*Your objective*.
The answer should be an exact repeat of the stretch of material below from the line containing "Prove it: the rocky" through the line containing "Prove it: the boulder".

*Exercise data*.
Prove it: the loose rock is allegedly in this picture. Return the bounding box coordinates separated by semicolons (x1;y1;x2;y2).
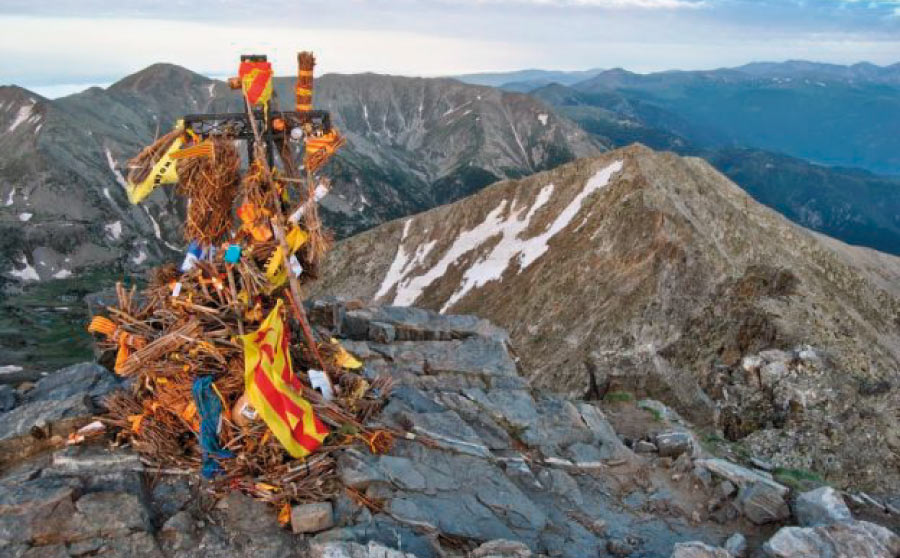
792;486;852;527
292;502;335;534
--
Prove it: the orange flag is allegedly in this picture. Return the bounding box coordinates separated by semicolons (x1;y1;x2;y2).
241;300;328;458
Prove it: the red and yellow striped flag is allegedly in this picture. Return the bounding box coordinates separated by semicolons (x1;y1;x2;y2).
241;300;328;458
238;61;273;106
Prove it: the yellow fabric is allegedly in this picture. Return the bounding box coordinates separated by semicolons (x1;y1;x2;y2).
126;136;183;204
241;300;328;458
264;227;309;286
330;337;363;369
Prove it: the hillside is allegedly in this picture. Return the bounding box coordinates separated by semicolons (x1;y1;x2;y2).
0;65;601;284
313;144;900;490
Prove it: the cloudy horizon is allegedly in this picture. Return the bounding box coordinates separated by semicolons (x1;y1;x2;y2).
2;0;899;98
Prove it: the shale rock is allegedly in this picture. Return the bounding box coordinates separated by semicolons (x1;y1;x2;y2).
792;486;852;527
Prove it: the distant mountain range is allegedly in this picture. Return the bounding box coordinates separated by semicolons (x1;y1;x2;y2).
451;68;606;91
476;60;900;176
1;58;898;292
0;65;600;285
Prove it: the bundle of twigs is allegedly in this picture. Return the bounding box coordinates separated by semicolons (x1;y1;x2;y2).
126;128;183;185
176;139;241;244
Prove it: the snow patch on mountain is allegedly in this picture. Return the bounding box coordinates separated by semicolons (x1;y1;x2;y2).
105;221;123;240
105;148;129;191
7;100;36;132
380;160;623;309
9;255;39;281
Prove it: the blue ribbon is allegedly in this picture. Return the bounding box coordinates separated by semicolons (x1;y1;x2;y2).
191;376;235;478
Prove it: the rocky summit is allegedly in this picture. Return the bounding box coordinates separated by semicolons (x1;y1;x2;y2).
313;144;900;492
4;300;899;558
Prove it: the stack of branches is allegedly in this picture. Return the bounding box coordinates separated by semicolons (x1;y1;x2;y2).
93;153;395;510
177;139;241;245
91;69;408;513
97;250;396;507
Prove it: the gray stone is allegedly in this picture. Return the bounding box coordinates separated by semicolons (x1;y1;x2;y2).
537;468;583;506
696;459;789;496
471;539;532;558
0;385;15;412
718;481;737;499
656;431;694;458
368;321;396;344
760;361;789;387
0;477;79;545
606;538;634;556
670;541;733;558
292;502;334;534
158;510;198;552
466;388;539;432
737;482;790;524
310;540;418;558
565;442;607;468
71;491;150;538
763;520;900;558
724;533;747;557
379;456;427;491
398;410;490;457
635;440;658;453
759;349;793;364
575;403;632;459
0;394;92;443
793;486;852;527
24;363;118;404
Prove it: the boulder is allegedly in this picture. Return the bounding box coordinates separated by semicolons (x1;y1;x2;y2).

*Answer space*.
Prove it: the rocky summit is allegedly in this picture. Return the bounding box coordinates separated by semicolons (x1;y1;x2;y2).
313;144;900;492
4;300;899;558
Prove it: the stack of branches is allegedly in this picture. Return the bounding box coordinates separated by semicolons (x1;y1;x2;y2).
93;153;395;510
177;139;241;245
91;69;408;513
97;250;396;507
Prove it: the gray stone is allegedly in this picture. Return the bounding box coordinates separated by semicolons (x1;y1;x2;y2).
537;468;583;506
696;459;789;496
471;539;532;558
0;385;15;412
718;481;737;499
656;431;694;458
368;321;396;344
760;361;789;387
0;477;79;545
606;538;634;556
670;541;733;558
292;502;334;534
158;510;198;552
466;388;539;432
737;482;790;524
310;540;418;558
565;442;607;468
71;491;150;538
763;520;900;558
724;533;747;557
379;456;427;491
398;410;490;457
635;440;658;453
759;349;793;364
575;403;632;459
0;394;92;443
793;486;852;527
24;363;118;404
Prove it: the boulder is allegedly in this picture. Return the bounding box coordinates separated by semicolons (x1;y1;x2;y2).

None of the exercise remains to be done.